**GIVEN EXERCISE:** Rewrite the records below as a Markdown table with two columns, "Row" and "Line". Put each line of the records in its own numbered row, and leave out blank lines.

[Dataset entries]
▬▬▬▬▬▬▬▬▬▬

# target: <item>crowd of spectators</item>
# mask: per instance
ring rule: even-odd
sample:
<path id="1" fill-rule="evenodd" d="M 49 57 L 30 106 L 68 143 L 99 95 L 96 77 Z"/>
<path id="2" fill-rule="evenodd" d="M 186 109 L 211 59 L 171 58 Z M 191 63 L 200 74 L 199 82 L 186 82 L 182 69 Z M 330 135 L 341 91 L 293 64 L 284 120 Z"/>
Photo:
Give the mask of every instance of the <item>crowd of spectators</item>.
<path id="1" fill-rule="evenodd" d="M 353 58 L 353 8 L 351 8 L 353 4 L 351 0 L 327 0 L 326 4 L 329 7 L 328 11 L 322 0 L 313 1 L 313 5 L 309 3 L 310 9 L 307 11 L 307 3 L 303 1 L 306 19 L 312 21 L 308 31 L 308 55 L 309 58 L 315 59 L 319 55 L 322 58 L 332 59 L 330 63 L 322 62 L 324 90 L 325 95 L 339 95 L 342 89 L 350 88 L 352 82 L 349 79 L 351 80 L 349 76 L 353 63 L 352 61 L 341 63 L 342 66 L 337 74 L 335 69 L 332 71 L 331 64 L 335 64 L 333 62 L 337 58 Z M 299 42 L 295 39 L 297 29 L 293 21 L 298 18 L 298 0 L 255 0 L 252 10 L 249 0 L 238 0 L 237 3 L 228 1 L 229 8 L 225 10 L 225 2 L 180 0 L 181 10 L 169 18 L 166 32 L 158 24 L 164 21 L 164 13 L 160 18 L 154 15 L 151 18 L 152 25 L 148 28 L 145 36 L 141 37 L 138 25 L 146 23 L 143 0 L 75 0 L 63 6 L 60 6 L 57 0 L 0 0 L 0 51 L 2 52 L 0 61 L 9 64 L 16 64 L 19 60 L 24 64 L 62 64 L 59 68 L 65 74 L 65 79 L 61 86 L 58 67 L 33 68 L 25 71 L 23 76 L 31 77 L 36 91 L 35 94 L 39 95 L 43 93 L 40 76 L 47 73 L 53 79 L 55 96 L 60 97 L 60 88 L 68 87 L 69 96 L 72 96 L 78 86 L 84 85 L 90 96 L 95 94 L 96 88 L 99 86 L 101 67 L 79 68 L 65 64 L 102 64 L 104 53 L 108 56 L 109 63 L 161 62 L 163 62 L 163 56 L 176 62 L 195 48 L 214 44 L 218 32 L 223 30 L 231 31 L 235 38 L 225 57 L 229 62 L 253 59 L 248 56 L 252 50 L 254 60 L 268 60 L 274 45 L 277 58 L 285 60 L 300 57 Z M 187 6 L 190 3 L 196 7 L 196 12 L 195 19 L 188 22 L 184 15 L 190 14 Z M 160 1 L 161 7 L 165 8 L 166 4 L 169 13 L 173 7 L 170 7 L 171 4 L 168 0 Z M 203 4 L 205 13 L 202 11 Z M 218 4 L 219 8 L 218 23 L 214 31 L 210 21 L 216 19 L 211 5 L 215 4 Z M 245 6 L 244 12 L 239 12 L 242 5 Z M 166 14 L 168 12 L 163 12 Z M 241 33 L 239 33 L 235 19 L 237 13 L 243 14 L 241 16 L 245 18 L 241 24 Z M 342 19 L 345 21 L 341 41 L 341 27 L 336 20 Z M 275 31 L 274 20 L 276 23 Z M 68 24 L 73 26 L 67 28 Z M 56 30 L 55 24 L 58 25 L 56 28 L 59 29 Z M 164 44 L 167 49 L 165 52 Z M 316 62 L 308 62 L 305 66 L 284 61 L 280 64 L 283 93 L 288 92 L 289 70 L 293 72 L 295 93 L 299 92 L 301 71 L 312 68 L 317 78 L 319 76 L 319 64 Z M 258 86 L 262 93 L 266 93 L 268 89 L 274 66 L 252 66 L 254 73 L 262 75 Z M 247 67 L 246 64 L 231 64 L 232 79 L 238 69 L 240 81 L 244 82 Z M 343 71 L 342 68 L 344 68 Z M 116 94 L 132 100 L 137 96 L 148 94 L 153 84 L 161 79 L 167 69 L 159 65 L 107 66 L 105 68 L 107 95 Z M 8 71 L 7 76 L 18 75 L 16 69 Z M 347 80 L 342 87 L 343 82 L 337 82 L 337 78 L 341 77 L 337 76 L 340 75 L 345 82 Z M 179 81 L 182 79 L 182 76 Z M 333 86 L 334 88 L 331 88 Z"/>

▬▬▬▬▬▬▬▬▬▬

**TASK ANSWER:**
| Row | Line |
|---|---|
| 1 | # target: <item>crowd of spectators</item> |
| 2 | # mask: per instance |
| 3 | ring rule: even-odd |
| 4 | sample: |
| 5 | <path id="1" fill-rule="evenodd" d="M 49 57 L 30 106 L 68 143 L 99 95 L 96 77 Z"/> |
| 6 | <path id="2" fill-rule="evenodd" d="M 186 109 L 211 59 L 171 58 Z M 191 63 L 200 74 L 199 82 L 186 82 L 182 69 Z M 330 135 L 341 91 L 293 64 L 284 120 Z"/> |
| 7 | Photo: |
| 8 | Give the mask of every instance of the <item>crowd of spectators</item>. |
| 9 | <path id="1" fill-rule="evenodd" d="M 353 58 L 353 8 L 351 8 L 353 4 L 351 0 L 327 0 L 326 4 L 329 7 L 328 11 L 322 0 L 313 1 L 313 5 L 309 3 L 310 9 L 307 11 L 307 3 L 303 1 L 306 19 L 312 21 L 308 31 L 308 55 L 309 58 L 315 59 L 319 55 L 322 58 L 332 59 L 330 63 L 322 62 L 324 90 L 325 95 L 339 95 L 342 89 L 350 88 L 352 82 L 349 79 L 351 80 L 349 76 L 353 63 L 352 61 L 341 63 L 342 66 L 337 74 L 335 69 L 332 71 L 331 64 L 335 64 L 333 62 L 337 58 Z M 299 42 L 295 39 L 297 29 L 293 21 L 298 18 L 298 0 L 255 0 L 252 10 L 249 0 L 238 0 L 237 3 L 228 1 L 229 8 L 225 10 L 225 2 L 180 0 L 181 10 L 169 18 L 166 32 L 158 24 L 164 21 L 164 13 L 160 18 L 154 15 L 151 18 L 152 25 L 148 28 L 145 36 L 141 37 L 138 25 L 146 23 L 143 0 L 75 0 L 63 6 L 60 6 L 57 0 L 0 0 L 0 51 L 2 52 L 0 61 L 9 64 L 16 64 L 19 60 L 24 64 L 62 64 L 59 68 L 65 74 L 65 79 L 61 86 L 58 67 L 33 68 L 25 71 L 23 76 L 31 77 L 36 91 L 35 94 L 39 95 L 43 93 L 40 76 L 47 73 L 53 79 L 55 96 L 60 97 L 60 88 L 68 87 L 69 96 L 72 96 L 78 86 L 84 85 L 90 96 L 95 94 L 96 88 L 99 86 L 101 67 L 79 68 L 65 64 L 102 64 L 104 53 L 108 56 L 109 63 L 161 62 L 163 62 L 163 56 L 176 62 L 195 48 L 214 44 L 218 32 L 223 30 L 231 31 L 235 38 L 225 57 L 229 62 L 253 59 L 248 56 L 252 50 L 254 60 L 268 60 L 274 45 L 277 58 L 285 60 L 300 57 Z M 187 6 L 190 3 L 196 7 L 196 12 L 195 19 L 188 22 L 184 15 L 190 14 Z M 160 1 L 161 7 L 165 8 L 166 4 L 169 13 L 173 7 L 170 7 L 171 4 L 168 0 Z M 203 4 L 205 13 L 202 11 Z M 218 4 L 219 8 L 218 23 L 214 31 L 210 21 L 216 19 L 211 5 L 215 4 Z M 245 6 L 244 12 L 239 12 L 242 5 Z M 166 14 L 168 12 L 163 12 Z M 241 33 L 239 33 L 235 19 L 237 13 L 243 14 L 241 16 L 245 18 L 241 24 Z M 342 19 L 345 21 L 341 41 L 341 27 L 336 20 Z M 275 31 L 274 20 L 276 23 Z M 68 24 L 73 26 L 67 28 Z M 56 30 L 55 24 L 58 25 L 56 28 L 59 29 Z M 164 44 L 167 49 L 165 52 Z M 316 62 L 308 62 L 305 66 L 284 61 L 280 64 L 283 93 L 288 92 L 289 70 L 293 72 L 295 93 L 299 92 L 301 71 L 312 68 L 317 78 L 319 76 L 319 64 Z M 258 86 L 262 93 L 266 93 L 268 89 L 274 66 L 252 66 L 254 73 L 262 75 Z M 247 67 L 246 64 L 231 64 L 232 79 L 238 69 L 240 81 L 244 82 Z M 343 71 L 342 68 L 344 68 Z M 116 94 L 132 100 L 137 96 L 148 94 L 153 84 L 161 79 L 167 69 L 159 65 L 107 66 L 105 68 L 107 95 Z M 8 71 L 7 76 L 18 75 L 16 69 Z M 347 80 L 342 87 L 343 82 L 337 82 L 337 78 L 341 77 L 337 76 L 340 75 L 345 82 Z M 179 81 L 182 79 L 182 76 Z M 333 86 L 334 88 L 331 88 Z"/> |